» Problems and tasks
A. In the forum post about an anniversary dinner, which restaurant is said to have better desserts, Heartland or Restaurant Alma?
B. From the forum post about an anniversary dinner, write out the passage starting at "1. Click to" and ending at "are quite reasonable.".

» Extract provided

● ● ● ●

HELP- visiting MSP + searching for best anniversary dinner place!

Hello! We're coming into town over Labor Day weekend to visit family, but we're whisking away one night to celebrate our wedding anniversary without the rest of the clan... where should we go???

- We LOVE food
- We've eaten all over the US + the World (China, Europe, Australia, etc.)
- We tend to like off-the-beaten-path gourmet finds
- We are afraid of chains
- Love our drinks but really love amazing food
- Could be a great deal or a splurge
- Should be in the metro Minneapolis OR St. Paul areas
- Somewhere someone romantic/interesting- not cheesy


  1. Click to Upload a photo (10 MB limit)

    (In that order


    Both are elegant, have wonderful food and are perfectly appropriate for a classic, romantic wedding anniversary. I've spent wedding anniversaries at both.

    Congratulations and enjoy!

    1. Check out the menus at Restaurant Alma and Heartland:

      Both of these restaurants are at the top of my list for a special occasion. They focus on sourcing from small local farms, neither restaurant is too stuffy, the dishes are creative and the quality is great. Heartland in particular is strictly regional. Heartland has better desserts, but the food at Restaurant Alma is more reliably delicious Heartland, it depends on what you order (they do roasts very well, but I have been disappointed with their trout). Also, for the quality of food you receive, the prices are quite reasonable.

      1. Happy anniversary! For interesting, though not necessarily romantic, check out 112 Eatery in Minneapolis, though I wouldn't call it off the beaten path.

● ● ● ●

» Data
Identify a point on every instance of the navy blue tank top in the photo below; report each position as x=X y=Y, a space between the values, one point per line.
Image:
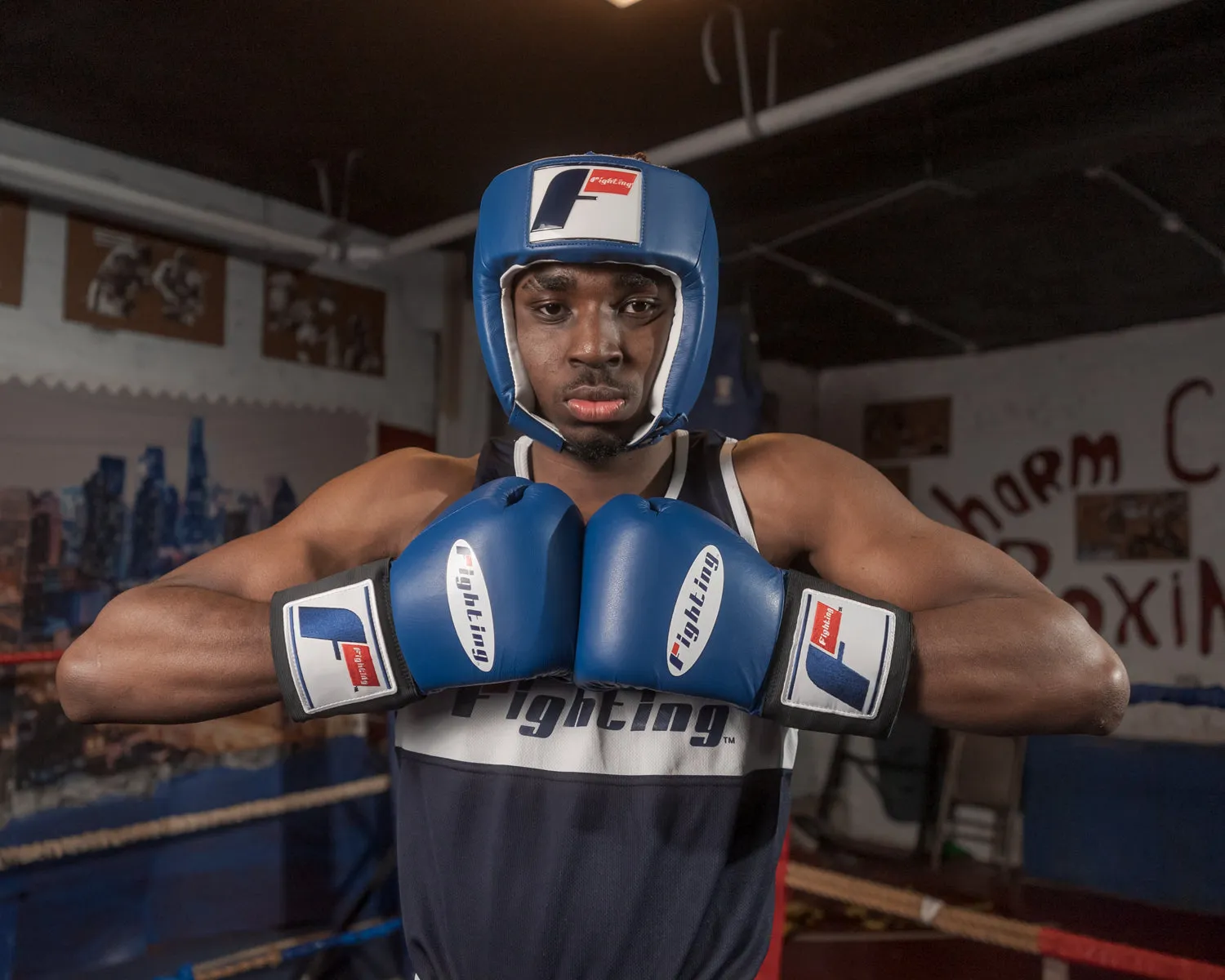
x=546 y=832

● ● ● ●

» Answer list
A. Heartland

B.
1. Click to Upload a photo (10 MB limit)

    (In that order


    Both are elegant, have wonderful food and are perfectly appropriate for a classic, romantic wedding anniversary. I've spent wedding anniversaries at both.

    Congratulations and enjoy!

    1. Check out the menus at Restaurant Alma and Heartland:

      Both of these restaurants are at the top of my list for a special occasion. They focus on sourcing from small local farms, neither restaurant is too stuffy, the dishes are creative and the quality is great. Heartland in particular is strictly regional. Heartland has better desserts, but the food at Restaurant Alma is more reliably delicious Heartland, it depends on what you order (they do roasts very well, but I have been disappointed with their trout). Also, for the quality of food you receive, the prices are quite reasonable.